◆ **Description of the task**: Rewrite the listing below, replacing "forklift" with "tractor" everywhere it appears and keeping everything else as it is.

Excerpts from a detection dataset:
** BEGIN **

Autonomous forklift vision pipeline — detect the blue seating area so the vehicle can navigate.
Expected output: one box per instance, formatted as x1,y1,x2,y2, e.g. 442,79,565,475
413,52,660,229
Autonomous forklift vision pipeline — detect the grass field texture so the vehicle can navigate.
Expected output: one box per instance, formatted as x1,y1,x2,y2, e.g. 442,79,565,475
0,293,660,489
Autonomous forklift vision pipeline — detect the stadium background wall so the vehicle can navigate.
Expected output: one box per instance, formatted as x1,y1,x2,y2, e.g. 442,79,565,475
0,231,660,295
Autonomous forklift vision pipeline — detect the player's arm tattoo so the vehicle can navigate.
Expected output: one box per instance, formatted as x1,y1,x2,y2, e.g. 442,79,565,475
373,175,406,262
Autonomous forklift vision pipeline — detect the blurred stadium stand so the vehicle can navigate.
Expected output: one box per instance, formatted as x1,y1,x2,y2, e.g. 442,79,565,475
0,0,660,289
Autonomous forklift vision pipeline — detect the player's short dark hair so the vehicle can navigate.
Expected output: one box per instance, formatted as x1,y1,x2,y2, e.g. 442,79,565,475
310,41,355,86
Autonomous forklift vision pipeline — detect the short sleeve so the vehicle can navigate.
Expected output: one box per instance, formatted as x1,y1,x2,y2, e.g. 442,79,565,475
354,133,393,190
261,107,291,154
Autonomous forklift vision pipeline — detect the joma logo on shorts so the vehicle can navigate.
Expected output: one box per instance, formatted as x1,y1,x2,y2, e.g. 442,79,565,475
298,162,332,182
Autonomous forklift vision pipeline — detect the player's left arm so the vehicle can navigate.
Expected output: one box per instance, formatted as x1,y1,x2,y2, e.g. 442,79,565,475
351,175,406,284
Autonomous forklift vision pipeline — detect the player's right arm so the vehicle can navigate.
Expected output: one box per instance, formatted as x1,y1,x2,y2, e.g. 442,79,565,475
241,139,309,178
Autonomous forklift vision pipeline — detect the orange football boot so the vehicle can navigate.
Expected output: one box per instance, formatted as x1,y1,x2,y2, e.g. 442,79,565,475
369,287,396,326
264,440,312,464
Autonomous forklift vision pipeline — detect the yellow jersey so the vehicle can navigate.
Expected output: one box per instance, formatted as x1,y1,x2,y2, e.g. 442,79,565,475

** END **

◆ **Solution below**:
Autonomous tractor vision pipeline — detect the blue seating area so the vehicle can navigate.
Expected output: one box per instance, formatted as x1,y1,x2,y2, e.g. 442,79,565,475
413,52,660,229
Autonomous tractor vision pipeline — detect the grass field texture so the vehicle can navigate.
Expected output: one box per instance, formatted as x1,y1,x2,y2, e.g. 442,79,565,475
0,293,660,489
Autonomous tractor vision pipeline — detect the stadium background wall so the vehicle can navigate.
Expected output: one box per instance, formatted as x1,y1,x2,y2, e.g. 442,79,565,475
0,231,660,295
Autonomous tractor vision pipeline — detect the player's arm tattoo so the vehicle can navigate.
Expected output: one box per instance, formatted as x1,y1,x2,y2, e.g. 442,79,565,475
373,175,406,262
Autonomous tractor vision pipeline — detect the blurred stadium stand so the vehicle can navigate.
Expected output: one box per instance, formatted as x1,y1,x2,y2, e.g. 442,79,565,475
0,0,660,289
Autonomous tractor vision pipeline — detect the player's short dark hair so the vehicle can navigate.
Expected output: one box per instance, formatted as x1,y1,x2,y2, e.g. 442,79,565,475
310,41,355,86
Autonomous tractor vision pipeline — detect the short sleeve so the vehicle can navigate.
Expected output: one box per instance, formatted as x1,y1,x2,y2, e.g. 442,79,565,475
354,133,393,190
261,107,291,154
Autonomous tractor vision pipeline — detect the joma logo on shorts so the vehicle can navigate.
Expected output: one box per instance, formatted as x1,y1,x2,y2, e.g. 442,79,565,475
298,162,332,182
Autonomous tractor vision pipeline — detect the player's left arm so the vehicle can navigate.
Expected output: one box per instance, formatted as x1,y1,x2,y2, e.g. 442,79,565,475
351,175,406,284
Autonomous tractor vision pipeline — detect the player's right arm so the vehicle can navigate.
Expected output: one box per instance, formatted as x1,y1,x2,y2, e.g. 442,79,565,475
241,139,309,178
Autonomous tractor vision pipeline — detect the orange football boot so the vehicle can navigate.
Expected output: one box per instance, formatted as x1,y1,x2,y2, e.g. 442,79,565,475
369,287,396,326
264,440,312,464
Autonomous tractor vision pipeline — detect the yellow jersey so the vehicle can navigate.
Expected output: one box per instance, formatted as x1,y1,x2,y2, e.g. 442,79,565,475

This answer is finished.